Last year, Spain’s leaders also passed a law requiring that the country’s budget be balanced and that its debt-to-GDP level (now at about 85%ii) not exceed 60%.
Finally, the ECB pledged in the summer of 2012, “Within our mandate, the ECB is ready to do whatever it takes to preserve the euro. And believe me, it will be enough.” The ECB reinforced this philosophy with the creation of the “outright monetary transactions,” or OMT. OMT is a mechanism for supporting the bonds of European governments, including Spain, if the government requests support with conditionality attached. In essence, the OMT allows the ECB to be more like the Federal Reserve in that it acts as the lender of last resort. These steps reassured investors in Spanish debt, allowing Spain to benefit from the OMT before it has even been tested.
Besides its banking sector, where else has Spain made strides?
Exports are another bright spot. Although imports have been decreasing, exports have increased at a faster pace, leading to a current account surplus in the past two months. This is a positive sign for a future economic recovery. Spain is a big exporter of industrial technologies, chemicals, materials, and, of course, tourism. The tourism industry in Spain, in fact, has benefitted tremendously from turmoil in the Middle East and North Africa, as tourists have avoided destinations such as Egypt.
Labor productivity has also improved. Between 2000 and 2008, Spain had one of the fastest-growing unit labor costs (ULC) in Europe, creating a headwind for its economy. The ULC has dropped meaningfully over the last two-and-a-half to three years, making Spain significantly more competitive. Indeed, this is one of the reasons why Spain’s export numbers are better.
That’s not to say that Spain has completely resolved its problems. We are looking at a long-term adjustment. The country still needs more time for growth to pick up, as well as continued effort in terms of structural and fiscal reforms.
Spanish Prime Minister Mariano Rajoy won his position with a very strong mandate in late 2011 and came into office pledging to address the country’s debt crisis. How has he done?

**Job A**
In the commentary on Spain's economy, what made Spain significantly more competitive? Answer in one to three sentences.

**Information supplied**
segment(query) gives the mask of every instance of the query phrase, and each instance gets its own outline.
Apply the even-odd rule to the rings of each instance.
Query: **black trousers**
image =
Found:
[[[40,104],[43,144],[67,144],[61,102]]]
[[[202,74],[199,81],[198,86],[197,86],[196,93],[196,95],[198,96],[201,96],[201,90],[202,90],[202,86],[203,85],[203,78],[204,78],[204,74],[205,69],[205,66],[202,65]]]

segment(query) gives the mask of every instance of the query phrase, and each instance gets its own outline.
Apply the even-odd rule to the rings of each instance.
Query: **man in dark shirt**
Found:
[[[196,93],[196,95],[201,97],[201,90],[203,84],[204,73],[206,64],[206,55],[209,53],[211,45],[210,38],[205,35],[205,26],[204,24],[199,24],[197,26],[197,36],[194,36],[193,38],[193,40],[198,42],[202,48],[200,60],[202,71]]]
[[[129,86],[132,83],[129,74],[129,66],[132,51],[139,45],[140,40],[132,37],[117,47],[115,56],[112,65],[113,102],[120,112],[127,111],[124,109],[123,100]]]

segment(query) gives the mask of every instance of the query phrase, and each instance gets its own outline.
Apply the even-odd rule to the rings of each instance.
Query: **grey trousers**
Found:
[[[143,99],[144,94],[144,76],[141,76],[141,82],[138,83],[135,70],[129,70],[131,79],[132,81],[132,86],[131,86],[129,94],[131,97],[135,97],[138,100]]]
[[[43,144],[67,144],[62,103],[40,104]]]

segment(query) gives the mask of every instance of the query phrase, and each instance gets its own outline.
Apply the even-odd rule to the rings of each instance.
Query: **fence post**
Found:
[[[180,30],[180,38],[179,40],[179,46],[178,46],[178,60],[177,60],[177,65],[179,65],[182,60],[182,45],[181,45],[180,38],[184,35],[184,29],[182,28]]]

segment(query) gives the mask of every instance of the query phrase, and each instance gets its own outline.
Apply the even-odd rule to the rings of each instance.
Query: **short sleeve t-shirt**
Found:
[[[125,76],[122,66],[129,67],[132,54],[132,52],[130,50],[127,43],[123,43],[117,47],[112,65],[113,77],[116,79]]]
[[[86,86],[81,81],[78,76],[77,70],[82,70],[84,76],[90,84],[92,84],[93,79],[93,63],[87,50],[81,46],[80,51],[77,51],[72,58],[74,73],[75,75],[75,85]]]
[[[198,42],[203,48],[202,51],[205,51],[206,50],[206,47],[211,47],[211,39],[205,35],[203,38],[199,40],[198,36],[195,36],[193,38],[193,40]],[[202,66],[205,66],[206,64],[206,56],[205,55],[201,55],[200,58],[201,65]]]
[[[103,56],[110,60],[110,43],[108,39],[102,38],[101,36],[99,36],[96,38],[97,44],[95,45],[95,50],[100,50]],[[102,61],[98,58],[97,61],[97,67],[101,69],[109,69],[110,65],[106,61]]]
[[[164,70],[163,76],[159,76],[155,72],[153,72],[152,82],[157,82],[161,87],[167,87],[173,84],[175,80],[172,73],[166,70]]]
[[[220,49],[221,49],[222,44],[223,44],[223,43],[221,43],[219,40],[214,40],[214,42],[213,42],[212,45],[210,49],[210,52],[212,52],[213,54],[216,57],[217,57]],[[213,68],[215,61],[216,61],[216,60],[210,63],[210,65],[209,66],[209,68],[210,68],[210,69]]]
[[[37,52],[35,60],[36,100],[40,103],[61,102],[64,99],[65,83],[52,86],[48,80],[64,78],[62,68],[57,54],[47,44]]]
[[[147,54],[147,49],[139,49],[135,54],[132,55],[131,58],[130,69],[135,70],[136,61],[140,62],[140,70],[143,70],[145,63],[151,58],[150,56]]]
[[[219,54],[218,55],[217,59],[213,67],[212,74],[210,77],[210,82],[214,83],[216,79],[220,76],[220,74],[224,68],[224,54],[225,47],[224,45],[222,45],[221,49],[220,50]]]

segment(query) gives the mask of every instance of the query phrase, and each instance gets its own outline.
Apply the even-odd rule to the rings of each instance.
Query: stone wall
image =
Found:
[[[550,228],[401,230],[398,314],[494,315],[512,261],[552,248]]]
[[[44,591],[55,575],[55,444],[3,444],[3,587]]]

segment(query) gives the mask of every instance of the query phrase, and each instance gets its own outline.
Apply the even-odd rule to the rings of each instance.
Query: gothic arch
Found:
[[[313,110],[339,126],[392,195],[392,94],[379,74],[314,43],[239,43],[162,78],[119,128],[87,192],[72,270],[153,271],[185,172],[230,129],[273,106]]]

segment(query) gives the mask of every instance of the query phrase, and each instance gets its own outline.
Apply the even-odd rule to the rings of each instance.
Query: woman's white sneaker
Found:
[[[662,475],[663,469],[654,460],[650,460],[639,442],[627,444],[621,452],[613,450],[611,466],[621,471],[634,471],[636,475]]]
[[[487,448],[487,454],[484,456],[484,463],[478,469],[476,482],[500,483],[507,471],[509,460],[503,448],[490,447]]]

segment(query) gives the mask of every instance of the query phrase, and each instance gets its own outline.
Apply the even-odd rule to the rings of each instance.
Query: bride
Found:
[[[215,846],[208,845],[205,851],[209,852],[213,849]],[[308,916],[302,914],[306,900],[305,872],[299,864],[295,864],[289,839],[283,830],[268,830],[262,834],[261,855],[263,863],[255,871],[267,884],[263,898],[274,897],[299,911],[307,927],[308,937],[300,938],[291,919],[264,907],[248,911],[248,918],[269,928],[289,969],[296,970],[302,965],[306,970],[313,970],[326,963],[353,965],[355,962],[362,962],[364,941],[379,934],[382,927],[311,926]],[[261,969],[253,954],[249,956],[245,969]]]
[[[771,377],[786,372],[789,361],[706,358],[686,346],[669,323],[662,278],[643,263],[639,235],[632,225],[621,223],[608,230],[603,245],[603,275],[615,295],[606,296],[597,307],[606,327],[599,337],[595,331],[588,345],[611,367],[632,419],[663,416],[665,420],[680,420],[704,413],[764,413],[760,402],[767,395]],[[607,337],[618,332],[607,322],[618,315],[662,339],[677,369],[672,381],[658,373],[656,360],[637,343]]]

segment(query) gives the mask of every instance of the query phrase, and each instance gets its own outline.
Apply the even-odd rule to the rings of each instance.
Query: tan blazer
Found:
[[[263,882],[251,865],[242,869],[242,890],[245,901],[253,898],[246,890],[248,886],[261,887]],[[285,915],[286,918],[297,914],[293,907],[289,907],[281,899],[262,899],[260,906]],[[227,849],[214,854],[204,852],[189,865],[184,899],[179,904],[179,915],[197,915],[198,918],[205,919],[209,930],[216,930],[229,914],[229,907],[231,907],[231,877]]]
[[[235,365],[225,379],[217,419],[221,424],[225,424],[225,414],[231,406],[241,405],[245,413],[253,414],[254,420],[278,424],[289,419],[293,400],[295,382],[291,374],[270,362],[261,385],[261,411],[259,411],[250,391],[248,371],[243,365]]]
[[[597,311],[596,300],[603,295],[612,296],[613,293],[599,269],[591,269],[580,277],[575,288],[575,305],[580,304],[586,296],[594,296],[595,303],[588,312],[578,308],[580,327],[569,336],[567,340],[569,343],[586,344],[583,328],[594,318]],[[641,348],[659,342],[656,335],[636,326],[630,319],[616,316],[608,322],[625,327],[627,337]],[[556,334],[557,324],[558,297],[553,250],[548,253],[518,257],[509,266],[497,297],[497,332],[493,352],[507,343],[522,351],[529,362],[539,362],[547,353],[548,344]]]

**Job B**
Show each line of the records that contains the string "trousers".

**Final answer A**
Spain's unit labor costs dropped meaningfully over the last two-and-a-half to three years. Between 2000 and 2008 they had been among the fastest-growing in Europe.

**Final answer B**
Query: **black trousers**
Query: **grey trousers**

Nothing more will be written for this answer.